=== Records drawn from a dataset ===

^^^^

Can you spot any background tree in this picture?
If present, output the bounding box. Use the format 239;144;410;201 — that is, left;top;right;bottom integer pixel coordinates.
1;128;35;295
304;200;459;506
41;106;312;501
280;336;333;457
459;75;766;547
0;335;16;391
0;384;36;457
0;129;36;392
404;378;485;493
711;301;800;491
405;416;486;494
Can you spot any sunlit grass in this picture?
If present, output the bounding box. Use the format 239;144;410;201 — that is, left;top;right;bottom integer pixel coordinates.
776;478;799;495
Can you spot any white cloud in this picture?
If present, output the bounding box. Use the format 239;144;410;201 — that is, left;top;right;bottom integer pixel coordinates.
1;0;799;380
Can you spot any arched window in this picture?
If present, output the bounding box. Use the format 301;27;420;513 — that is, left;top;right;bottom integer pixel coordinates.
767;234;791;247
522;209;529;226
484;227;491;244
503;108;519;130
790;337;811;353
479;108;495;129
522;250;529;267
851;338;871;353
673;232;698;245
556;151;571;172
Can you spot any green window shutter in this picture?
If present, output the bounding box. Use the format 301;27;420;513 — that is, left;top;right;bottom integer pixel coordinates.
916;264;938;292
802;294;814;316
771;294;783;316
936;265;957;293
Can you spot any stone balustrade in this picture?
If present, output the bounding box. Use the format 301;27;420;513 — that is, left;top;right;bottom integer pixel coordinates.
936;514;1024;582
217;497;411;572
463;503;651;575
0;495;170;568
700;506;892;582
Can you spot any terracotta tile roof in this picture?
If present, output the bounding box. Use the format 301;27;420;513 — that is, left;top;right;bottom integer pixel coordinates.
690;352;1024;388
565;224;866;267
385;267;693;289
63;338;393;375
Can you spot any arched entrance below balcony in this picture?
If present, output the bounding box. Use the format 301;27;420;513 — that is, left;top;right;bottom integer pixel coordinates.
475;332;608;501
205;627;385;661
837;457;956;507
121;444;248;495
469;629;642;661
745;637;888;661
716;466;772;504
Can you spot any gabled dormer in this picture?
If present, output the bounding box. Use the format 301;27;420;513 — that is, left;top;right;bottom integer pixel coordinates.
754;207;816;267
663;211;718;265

^^^^

=== Aim of the task ===
Transcribe the records from their first line. Stop after the line with "Can you spot any sunlit", including it.

=== Reply ===
Can you spot any background tree in this picture?
If present, output the bounding box. Use the format 239;144;410;201 — that is, left;top;right;bottom integer pixel coordinates.
1;128;35;295
304;200;459;506
41;106;312;501
280;336;333;457
459;75;766;547
0;335;16;391
0;384;36;457
0;129;36;392
404;378;485;493
711;301;800;491
405;416;486;494
Can you spot any sunlit grass in this picture?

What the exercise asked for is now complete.